Dieter De Paepe created HBASE-28103:
---------------------------------------
Summary: HBase backup repair stuck after failed delete due to
missing S3 credentials
Key: HBASE-28103
URL: https://issues.apache.org/jira/browse/HBASE-28103
Project: HBase
Issue Type: Bug
Reporter: Dieter De Paepe
I was experimenting what happens if a user were to execute `hbase backupe
delete` without providing S3 credentials.
I started with a backup present in a S3 bucket.
{noformat}
hbase backup history
{ID=backup_1695226626227,Type=FULL,Tables={foo:bar},State=COMPLETE,Start
time=Wed Sep 20 16:17:09 UTC 2023,End time=Wed Sep 20 16:17:42 UTC
2023,Progress=100%}
{noformat}
I tried to delete this without providing S3 credentials, it failed (as
expected).
{noformat}
hbase backup delete -l backup_1695226626227
23/09/20 16:18:46 ERROR org.apache.hadoop.hbase.backup.impl.BackupAdminImpl:
Delete operation failed, please run backup repair utility to restore backup
system integrity
java.nio.file.AccessDeniedException:
s3a://backuprestore-experiments/hbase/backup_1695226626227:
org.apache.hadoop.fs.s3a.auth.NoAuthWithAWSException: No AWS Credentials
provided by TemporaryAWSCredentialsProvider SimpleAWSCredentialsProvider
EnvironmentVariableCredentialsProvider IAMInstanceCredentialsProvider :
com.amazonaws.SdkClientException: Unable to load AWS credentials from
environment variables (AWS_ACCESS_KEY_ID (or AWS_ACCESS_KEY) and AWS_SECRET_KEY
(or AWS_SECRET_ACCESS_KEY))
at org.apache.hadoop.fs.s3a.S3AUtils.translateException(S3AUtils.java:215)
at org.apache.hadoop.fs.s3a.Invoker.onceInTheFuture(Invoker.java:190)
at
org.apache.hadoop.fs.s3a.Listing$ObjectListingIterator.next(Listing.java:651)
at
org.apache.hadoop.fs.s3a.Listing$FileStatusListingIterator.requestNextBatch(Listing.java:430)

→ **Problem a**: Display each line of the listing containing the word "tree".
The listing has no connection to the HBase bug report.

→ **Extracted material**:
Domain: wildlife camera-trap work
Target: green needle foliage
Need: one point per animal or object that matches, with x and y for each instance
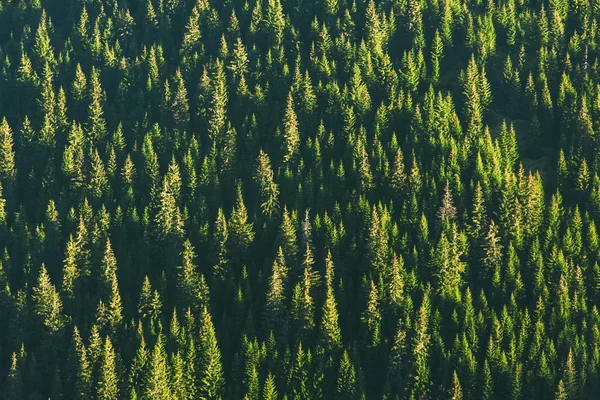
(299, 199)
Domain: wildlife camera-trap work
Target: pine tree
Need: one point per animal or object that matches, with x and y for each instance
(269, 388)
(275, 309)
(108, 383)
(8, 171)
(291, 132)
(346, 381)
(331, 334)
(456, 392)
(96, 124)
(48, 305)
(210, 367)
(268, 189)
(157, 380)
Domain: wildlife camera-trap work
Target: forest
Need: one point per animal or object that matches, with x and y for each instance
(299, 199)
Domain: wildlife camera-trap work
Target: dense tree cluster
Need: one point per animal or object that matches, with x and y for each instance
(299, 199)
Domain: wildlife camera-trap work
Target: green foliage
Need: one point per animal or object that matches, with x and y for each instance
(443, 153)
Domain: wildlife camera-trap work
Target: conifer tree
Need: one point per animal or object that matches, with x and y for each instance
(210, 366)
(108, 383)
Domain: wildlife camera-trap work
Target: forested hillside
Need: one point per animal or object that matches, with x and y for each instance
(299, 199)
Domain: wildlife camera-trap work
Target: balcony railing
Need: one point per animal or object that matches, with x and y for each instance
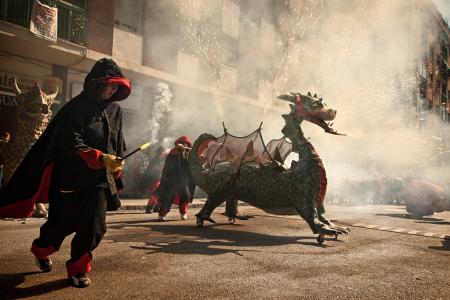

→ **Problem b**: What utility does the error in the HBase bug report tell the user to run after the delete operation fails?

→ **Complete answer a**:
Target: pine tree
Target: dense tree cluster
Target: conifer tree

→ **Complete answer b**: The backup repair utility, to restore backup system integrity.